__WHAT YOU WILL DO__
Rewrite every row below with "dot" swapped for "point" and nothing else changed. Leave the pictures out of your answer.

__DATASET RECORDS__
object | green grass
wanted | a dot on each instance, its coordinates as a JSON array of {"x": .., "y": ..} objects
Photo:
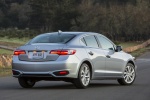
[
  {"x": 4, "y": 51},
  {"x": 5, "y": 72},
  {"x": 14, "y": 40}
]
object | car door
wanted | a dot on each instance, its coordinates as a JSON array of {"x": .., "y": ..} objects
[
  {"x": 114, "y": 60},
  {"x": 95, "y": 54}
]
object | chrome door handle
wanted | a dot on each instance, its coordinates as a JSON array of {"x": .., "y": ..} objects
[
  {"x": 91, "y": 53},
  {"x": 108, "y": 56}
]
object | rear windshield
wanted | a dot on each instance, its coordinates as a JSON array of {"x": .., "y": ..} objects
[{"x": 52, "y": 38}]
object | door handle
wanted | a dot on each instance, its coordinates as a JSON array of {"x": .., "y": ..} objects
[
  {"x": 91, "y": 53},
  {"x": 108, "y": 56}
]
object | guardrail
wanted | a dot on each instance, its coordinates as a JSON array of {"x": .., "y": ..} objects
[
  {"x": 7, "y": 48},
  {"x": 134, "y": 48},
  {"x": 5, "y": 60}
]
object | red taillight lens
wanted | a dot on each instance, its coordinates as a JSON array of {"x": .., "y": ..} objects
[
  {"x": 18, "y": 52},
  {"x": 63, "y": 52}
]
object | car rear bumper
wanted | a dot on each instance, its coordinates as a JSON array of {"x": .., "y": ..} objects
[{"x": 46, "y": 69}]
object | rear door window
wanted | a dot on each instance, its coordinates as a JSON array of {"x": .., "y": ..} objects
[
  {"x": 105, "y": 43},
  {"x": 91, "y": 41}
]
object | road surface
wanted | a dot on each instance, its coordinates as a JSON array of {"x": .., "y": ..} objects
[{"x": 98, "y": 90}]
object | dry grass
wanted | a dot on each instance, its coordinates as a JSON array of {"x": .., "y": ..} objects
[{"x": 5, "y": 72}]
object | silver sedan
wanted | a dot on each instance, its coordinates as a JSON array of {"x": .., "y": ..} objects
[{"x": 76, "y": 57}]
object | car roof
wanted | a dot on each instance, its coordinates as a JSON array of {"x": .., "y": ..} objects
[{"x": 76, "y": 33}]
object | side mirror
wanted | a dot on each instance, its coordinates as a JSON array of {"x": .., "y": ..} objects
[{"x": 118, "y": 48}]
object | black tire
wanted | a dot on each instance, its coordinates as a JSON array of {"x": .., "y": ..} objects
[
  {"x": 87, "y": 76},
  {"x": 26, "y": 83},
  {"x": 128, "y": 74}
]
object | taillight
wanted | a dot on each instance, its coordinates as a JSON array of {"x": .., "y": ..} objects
[
  {"x": 18, "y": 52},
  {"x": 63, "y": 52}
]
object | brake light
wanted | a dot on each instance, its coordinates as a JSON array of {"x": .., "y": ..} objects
[
  {"x": 18, "y": 52},
  {"x": 63, "y": 52}
]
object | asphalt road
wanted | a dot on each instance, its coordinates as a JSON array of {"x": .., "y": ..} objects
[{"x": 98, "y": 90}]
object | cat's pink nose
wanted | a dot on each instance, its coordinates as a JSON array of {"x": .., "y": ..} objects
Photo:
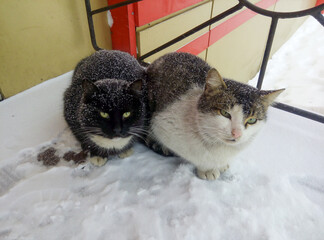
[{"x": 236, "y": 133}]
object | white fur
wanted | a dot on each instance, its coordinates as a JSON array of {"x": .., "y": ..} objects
[
  {"x": 202, "y": 139},
  {"x": 116, "y": 143}
]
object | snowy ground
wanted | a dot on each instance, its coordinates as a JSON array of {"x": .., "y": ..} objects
[
  {"x": 299, "y": 67},
  {"x": 273, "y": 190}
]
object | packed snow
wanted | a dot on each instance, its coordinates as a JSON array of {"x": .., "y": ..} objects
[
  {"x": 299, "y": 68},
  {"x": 273, "y": 190}
]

__ANSWER TO THIS TASK__
object | green grass
wanted | a point on each instance, its coordinates as a JSON array of {"x": .., "y": ..} objects
Photo:
[
  {"x": 4, "y": 51},
  {"x": 5, "y": 72},
  {"x": 14, "y": 40}
]
object | car door
wanted | a point on each instance, its coordinates as a JSON array of {"x": .., "y": ..} objects
[
  {"x": 114, "y": 60},
  {"x": 95, "y": 54}
]
object | chrome door handle
wanted | a point on each instance, its coordinates as a JSON array of {"x": .., "y": ..} objects
[
  {"x": 91, "y": 53},
  {"x": 108, "y": 56}
]
object | rear windshield
wanted | a point on each instance, its coordinates as a JSON array of {"x": .., "y": ..} objects
[{"x": 52, "y": 38}]
object | door handle
wanted | a point on each instance, its coordinates as a JSON array of {"x": .., "y": ..} objects
[
  {"x": 91, "y": 53},
  {"x": 108, "y": 56}
]
object | guardrail
wanted | a point on each instance, its coordinates as a JSON array of {"x": .., "y": ..} objects
[
  {"x": 7, "y": 48},
  {"x": 134, "y": 48},
  {"x": 5, "y": 60}
]
object | red taillight lens
wanted | a point on each instance, its coordinates as a JSON array of {"x": .., "y": ..} objects
[
  {"x": 18, "y": 52},
  {"x": 63, "y": 52}
]
object | car rear bumper
wanted | a point on each instance, its coordinates as a JSON array of {"x": .., "y": ..} objects
[{"x": 46, "y": 69}]
object | rear door window
wanted | a point on each instance, its coordinates as a JSON array of {"x": .., "y": ..} objects
[
  {"x": 105, "y": 43},
  {"x": 91, "y": 41}
]
object | road surface
wanted | a point on each instance, its coordinates as a JSON array of {"x": .., "y": ..} objects
[{"x": 98, "y": 90}]
object | dry grass
wanted | a point on each instance, its coordinates as a JSON array of {"x": .., "y": ..} objects
[{"x": 5, "y": 72}]
object | silver sedan
wanted | a point on each instance, its coordinates as a JSON array of {"x": .., "y": ..} objects
[{"x": 76, "y": 57}]
object | car roof
wanted | a point on each instance, its coordinates as a JSON array of {"x": .., "y": ..} objects
[{"x": 76, "y": 33}]
object | side mirror
wanted | a point on each instance, its coordinates as a JSON array of {"x": .., "y": ..} objects
[{"x": 118, "y": 48}]
object | black tire
wanted | a point on each instance, its coordinates as a JSON array of {"x": .., "y": ..} objects
[
  {"x": 87, "y": 76},
  {"x": 26, "y": 83},
  {"x": 128, "y": 74}
]
object | taillight
wanted | a point on each instance, its coordinates as a JSON array of {"x": .., "y": ..} objects
[
  {"x": 18, "y": 52},
  {"x": 63, "y": 52}
]
object | brake light
wanted | a point on each instance, its coordinates as a JSON array of {"x": .., "y": ..} objects
[
  {"x": 18, "y": 52},
  {"x": 63, "y": 52}
]
object | asphalt road
wanted | a point on each instance, its coordinates as a JSON array of {"x": .., "y": ..} objects
[{"x": 98, "y": 90}]
object | cat's pink nose
wanted | a point on each instance, its coordinates as a JSON array of {"x": .., "y": ..} objects
Photo:
[{"x": 236, "y": 133}]
object | white fur
wanted | a point on each instance, its coordinates as a JSON array of {"x": .., "y": ..} objects
[
  {"x": 202, "y": 139},
  {"x": 116, "y": 143}
]
object | snowy ground
wanted | a point on each instance, its coordinates as a JSON array of {"x": .., "y": ..} objects
[
  {"x": 299, "y": 67},
  {"x": 273, "y": 190}
]
object | packed snow
wanted | a point on each instance, its coordinates as a JSON array of {"x": .., "y": ..} objects
[
  {"x": 299, "y": 68},
  {"x": 273, "y": 190}
]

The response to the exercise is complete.